§ **What to work on**
Only the lines from the line containing "Keypoint placement: for each instance of the roof" to the end of the entries should be repeated, exactly as they appear.

[Dataset entries]

== Segment start ==

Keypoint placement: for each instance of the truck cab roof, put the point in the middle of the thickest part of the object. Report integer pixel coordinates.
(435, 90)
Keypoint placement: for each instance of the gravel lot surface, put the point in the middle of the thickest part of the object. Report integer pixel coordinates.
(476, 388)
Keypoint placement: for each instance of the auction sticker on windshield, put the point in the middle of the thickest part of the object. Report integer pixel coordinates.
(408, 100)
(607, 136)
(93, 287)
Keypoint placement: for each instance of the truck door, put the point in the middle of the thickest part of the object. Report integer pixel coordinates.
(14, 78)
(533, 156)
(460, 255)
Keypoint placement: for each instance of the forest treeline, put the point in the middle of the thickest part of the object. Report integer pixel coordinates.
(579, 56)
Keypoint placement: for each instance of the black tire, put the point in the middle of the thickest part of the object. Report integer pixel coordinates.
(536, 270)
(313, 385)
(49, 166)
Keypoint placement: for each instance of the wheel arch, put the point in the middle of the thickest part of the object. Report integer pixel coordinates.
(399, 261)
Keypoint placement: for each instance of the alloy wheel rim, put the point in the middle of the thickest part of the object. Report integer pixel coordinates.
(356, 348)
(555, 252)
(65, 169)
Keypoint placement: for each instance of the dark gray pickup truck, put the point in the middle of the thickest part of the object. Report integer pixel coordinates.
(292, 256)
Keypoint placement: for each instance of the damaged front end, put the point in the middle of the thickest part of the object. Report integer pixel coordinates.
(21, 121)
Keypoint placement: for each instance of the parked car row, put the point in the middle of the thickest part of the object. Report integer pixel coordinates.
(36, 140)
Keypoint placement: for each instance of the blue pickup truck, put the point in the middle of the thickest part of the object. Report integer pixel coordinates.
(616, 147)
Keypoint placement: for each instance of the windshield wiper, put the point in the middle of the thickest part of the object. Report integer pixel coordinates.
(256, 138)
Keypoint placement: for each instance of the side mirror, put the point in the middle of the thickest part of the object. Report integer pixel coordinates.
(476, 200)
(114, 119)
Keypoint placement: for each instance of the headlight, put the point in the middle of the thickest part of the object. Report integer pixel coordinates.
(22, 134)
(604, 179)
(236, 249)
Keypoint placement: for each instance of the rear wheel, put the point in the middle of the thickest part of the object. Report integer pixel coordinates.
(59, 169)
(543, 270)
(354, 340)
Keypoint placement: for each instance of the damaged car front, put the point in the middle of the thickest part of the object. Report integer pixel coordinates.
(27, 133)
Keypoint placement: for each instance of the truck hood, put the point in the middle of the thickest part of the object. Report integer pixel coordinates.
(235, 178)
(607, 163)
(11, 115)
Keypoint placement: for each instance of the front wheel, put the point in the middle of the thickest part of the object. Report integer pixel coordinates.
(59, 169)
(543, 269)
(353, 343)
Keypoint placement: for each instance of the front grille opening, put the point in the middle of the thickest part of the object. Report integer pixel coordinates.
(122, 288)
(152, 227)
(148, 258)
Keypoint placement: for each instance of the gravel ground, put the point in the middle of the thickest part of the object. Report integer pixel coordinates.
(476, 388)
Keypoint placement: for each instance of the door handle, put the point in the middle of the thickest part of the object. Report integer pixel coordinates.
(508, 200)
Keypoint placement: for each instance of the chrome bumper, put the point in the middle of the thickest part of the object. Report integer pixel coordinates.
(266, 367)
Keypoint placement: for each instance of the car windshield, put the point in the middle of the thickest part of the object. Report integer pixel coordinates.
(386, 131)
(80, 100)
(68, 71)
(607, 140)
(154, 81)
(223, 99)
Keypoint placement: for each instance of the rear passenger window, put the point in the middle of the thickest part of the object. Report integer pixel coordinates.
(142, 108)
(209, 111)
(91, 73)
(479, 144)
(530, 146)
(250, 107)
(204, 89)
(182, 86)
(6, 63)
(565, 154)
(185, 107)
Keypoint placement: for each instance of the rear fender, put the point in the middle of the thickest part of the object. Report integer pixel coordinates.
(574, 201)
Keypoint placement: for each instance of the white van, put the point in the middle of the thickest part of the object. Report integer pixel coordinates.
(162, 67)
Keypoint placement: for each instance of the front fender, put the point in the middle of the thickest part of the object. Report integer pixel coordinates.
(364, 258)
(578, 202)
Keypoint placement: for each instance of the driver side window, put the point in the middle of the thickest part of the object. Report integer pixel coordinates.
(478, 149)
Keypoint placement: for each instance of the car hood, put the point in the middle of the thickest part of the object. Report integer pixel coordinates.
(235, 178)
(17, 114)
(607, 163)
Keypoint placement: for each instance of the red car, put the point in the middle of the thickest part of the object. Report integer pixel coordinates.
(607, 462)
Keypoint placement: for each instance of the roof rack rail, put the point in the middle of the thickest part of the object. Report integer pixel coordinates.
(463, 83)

== Segment end ==

§ **Written response**
Keypoint placement: for each instance of the roof rack rail, put the point in the middle of the thickest part of the object. Report integer pixel coordinates.
(463, 83)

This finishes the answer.